WRITTEN REQUEST =
Reproduce word for word the part of the data that starts with the line containing "sign for player-tracking calibration." and runs to the end of the data.

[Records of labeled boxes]
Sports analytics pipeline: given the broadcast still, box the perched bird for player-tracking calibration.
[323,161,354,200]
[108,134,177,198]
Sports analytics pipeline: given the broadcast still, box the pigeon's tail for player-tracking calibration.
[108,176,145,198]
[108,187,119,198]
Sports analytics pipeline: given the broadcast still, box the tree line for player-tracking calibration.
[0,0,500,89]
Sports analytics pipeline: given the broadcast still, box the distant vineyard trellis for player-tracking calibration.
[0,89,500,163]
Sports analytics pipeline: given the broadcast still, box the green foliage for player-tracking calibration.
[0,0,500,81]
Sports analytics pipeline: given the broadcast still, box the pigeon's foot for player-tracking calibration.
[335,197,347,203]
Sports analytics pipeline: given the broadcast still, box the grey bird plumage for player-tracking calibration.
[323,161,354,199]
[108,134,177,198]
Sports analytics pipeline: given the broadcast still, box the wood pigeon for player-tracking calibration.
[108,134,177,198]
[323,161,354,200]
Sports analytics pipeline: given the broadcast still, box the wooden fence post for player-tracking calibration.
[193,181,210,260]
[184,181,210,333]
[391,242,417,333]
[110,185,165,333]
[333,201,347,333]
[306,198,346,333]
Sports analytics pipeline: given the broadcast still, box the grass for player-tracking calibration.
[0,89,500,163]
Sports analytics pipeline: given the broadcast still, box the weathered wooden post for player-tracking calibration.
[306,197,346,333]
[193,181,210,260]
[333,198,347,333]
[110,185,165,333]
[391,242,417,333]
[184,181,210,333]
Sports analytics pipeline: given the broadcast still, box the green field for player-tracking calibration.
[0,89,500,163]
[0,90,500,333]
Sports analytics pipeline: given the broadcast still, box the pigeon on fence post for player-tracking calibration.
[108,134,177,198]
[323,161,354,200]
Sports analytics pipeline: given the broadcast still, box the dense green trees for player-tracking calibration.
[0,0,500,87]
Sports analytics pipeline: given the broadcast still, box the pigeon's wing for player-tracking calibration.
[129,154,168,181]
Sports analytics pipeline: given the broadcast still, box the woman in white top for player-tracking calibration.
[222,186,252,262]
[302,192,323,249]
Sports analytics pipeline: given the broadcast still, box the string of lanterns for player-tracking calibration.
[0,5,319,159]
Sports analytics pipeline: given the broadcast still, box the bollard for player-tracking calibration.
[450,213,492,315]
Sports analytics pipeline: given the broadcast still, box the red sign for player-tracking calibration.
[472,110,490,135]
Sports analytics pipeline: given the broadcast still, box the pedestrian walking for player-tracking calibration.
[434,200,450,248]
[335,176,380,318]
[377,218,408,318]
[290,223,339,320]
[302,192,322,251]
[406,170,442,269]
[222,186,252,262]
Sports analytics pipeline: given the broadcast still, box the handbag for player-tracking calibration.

COMPLETED TASK =
Sports analytics pipeline: given the broadcast still, box the red sign for player-tracking calibration.
[472,110,490,135]
Sports analytics pipeline: given the broadcast still, box the pedestrian walking for player-tracking calibration.
[434,200,450,248]
[335,176,380,318]
[377,218,408,318]
[290,223,339,320]
[302,192,322,251]
[406,170,442,269]
[222,186,252,262]
Sports analytics pipeline: given the broadcast still, box the handbag for player-tracking calibration.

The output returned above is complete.